• WHAT IS EXPECTED
Report the number of lines in the data that contain the string "backsplash". Provide only that number.

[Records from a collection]
------------

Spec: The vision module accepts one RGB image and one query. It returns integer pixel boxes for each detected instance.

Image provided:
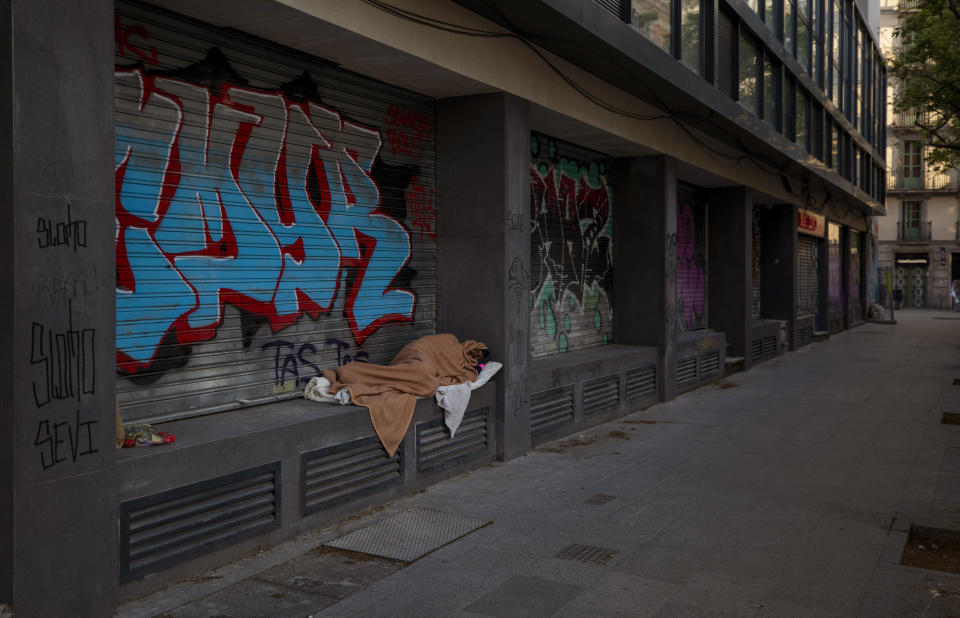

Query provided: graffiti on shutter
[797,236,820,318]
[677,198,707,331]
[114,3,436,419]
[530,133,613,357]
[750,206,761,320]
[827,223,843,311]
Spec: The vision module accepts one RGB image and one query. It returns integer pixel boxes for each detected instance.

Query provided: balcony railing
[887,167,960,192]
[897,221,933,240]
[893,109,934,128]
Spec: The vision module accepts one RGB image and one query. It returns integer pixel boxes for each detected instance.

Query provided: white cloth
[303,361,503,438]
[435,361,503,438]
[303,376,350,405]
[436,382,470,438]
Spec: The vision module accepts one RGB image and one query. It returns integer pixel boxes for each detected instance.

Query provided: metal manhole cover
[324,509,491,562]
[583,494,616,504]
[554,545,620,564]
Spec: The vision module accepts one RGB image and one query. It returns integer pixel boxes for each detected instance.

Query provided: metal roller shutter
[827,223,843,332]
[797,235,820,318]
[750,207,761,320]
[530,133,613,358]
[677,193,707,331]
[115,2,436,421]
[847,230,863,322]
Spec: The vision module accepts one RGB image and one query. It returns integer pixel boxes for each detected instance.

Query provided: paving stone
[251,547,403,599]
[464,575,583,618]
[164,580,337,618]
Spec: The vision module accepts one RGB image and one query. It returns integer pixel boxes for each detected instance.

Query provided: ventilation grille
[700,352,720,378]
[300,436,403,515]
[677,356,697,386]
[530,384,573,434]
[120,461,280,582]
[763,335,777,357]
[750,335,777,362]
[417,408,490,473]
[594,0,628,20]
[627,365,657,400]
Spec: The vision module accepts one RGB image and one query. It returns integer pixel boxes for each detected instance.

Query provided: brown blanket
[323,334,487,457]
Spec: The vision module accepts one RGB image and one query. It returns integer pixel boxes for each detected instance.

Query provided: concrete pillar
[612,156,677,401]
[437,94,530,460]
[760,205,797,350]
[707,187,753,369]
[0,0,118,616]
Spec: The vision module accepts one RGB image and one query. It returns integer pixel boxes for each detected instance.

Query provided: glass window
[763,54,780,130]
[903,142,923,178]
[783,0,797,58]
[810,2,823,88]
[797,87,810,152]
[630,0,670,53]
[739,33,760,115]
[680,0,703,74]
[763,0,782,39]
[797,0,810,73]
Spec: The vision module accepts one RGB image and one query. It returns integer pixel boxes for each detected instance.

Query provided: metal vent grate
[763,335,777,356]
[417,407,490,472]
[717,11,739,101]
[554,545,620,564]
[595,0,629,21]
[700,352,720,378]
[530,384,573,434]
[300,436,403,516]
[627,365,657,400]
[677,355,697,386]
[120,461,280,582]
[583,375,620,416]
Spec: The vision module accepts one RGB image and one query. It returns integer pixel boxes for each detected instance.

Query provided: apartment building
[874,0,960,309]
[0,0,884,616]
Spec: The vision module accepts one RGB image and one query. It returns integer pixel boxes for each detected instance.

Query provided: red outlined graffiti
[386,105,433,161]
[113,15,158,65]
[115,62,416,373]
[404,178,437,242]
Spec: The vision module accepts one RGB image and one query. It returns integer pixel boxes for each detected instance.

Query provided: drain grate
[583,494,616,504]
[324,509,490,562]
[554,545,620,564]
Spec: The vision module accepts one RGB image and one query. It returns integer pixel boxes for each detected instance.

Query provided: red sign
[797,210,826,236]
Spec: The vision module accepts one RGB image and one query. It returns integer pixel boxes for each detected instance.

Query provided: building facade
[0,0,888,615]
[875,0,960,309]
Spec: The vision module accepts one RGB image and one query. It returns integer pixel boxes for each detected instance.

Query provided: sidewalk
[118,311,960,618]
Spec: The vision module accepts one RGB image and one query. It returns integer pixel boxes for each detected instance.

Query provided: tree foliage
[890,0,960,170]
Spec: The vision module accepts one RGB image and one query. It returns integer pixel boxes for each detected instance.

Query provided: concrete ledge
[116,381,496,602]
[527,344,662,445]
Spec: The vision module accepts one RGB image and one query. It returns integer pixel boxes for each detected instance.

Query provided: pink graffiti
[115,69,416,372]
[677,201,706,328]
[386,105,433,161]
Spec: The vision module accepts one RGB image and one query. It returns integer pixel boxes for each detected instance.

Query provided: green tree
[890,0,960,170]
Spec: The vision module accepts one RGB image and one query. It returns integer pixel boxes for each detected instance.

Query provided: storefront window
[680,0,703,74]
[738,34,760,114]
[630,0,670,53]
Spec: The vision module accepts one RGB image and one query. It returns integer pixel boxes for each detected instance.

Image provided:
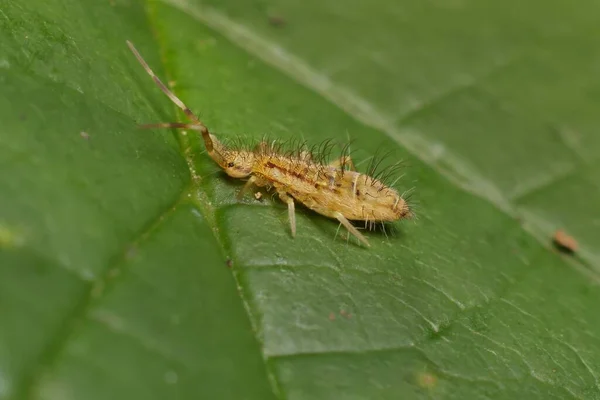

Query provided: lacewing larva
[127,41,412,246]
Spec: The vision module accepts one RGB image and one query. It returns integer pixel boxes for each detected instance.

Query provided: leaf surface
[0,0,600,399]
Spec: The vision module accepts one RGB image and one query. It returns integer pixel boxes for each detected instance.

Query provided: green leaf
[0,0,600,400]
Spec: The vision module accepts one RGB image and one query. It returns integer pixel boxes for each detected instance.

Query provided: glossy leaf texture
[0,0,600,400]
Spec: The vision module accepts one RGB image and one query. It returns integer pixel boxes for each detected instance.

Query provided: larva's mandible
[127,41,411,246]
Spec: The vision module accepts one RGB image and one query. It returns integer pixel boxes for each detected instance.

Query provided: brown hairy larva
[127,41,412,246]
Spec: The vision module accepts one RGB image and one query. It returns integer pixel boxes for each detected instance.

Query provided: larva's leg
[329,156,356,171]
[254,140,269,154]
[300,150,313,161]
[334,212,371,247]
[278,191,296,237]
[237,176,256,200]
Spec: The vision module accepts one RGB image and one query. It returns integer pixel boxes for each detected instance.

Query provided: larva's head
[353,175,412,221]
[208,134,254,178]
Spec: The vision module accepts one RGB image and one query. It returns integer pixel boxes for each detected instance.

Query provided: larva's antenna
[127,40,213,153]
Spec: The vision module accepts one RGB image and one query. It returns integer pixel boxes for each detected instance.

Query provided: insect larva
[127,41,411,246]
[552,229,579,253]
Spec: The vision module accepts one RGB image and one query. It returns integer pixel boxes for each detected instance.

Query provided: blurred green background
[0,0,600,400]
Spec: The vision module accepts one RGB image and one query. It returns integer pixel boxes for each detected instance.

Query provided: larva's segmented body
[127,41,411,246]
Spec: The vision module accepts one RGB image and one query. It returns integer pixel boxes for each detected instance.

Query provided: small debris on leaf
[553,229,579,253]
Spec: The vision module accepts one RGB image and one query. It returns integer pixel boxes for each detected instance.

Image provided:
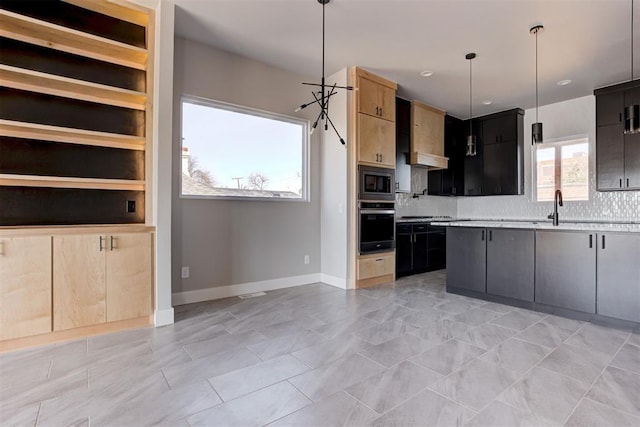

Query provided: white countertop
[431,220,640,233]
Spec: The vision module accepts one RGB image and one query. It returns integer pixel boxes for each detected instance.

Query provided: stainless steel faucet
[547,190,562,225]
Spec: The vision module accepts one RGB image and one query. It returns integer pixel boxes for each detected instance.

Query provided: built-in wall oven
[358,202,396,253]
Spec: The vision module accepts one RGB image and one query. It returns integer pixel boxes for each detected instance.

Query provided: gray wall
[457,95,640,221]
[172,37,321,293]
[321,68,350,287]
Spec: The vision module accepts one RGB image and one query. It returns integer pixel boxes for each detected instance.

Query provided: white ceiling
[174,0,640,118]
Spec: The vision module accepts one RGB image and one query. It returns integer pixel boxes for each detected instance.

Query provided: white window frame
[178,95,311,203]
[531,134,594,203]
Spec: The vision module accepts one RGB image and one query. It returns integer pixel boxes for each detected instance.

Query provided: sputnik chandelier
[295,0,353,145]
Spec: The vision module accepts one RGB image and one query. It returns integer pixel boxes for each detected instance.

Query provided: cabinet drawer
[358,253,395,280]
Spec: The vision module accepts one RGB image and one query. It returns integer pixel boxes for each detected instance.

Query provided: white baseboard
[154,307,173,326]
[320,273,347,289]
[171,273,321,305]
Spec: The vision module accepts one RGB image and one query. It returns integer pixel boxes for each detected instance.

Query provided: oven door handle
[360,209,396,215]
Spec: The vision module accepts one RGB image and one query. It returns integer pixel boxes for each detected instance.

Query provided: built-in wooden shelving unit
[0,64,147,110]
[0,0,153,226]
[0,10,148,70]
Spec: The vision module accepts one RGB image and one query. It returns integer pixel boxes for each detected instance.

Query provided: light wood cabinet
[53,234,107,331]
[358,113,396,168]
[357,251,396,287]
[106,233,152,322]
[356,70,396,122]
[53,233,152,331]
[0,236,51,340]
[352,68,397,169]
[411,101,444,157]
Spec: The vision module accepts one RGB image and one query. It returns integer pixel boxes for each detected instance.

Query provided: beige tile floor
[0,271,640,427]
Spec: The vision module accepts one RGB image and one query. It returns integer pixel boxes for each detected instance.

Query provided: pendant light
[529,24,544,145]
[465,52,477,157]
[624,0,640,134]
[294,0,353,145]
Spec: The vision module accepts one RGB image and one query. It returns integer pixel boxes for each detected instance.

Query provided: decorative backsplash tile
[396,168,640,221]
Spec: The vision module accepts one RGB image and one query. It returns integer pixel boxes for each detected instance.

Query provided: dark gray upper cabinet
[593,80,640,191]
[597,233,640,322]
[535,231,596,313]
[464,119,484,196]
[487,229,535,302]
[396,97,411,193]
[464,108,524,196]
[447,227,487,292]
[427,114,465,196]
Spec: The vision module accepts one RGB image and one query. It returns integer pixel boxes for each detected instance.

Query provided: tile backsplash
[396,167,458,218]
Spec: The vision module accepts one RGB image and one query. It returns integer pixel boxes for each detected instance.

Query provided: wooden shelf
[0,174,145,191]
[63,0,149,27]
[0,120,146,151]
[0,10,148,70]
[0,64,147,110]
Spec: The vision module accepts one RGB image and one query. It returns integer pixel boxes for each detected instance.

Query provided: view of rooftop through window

------------

• FINISHED ANSWER
2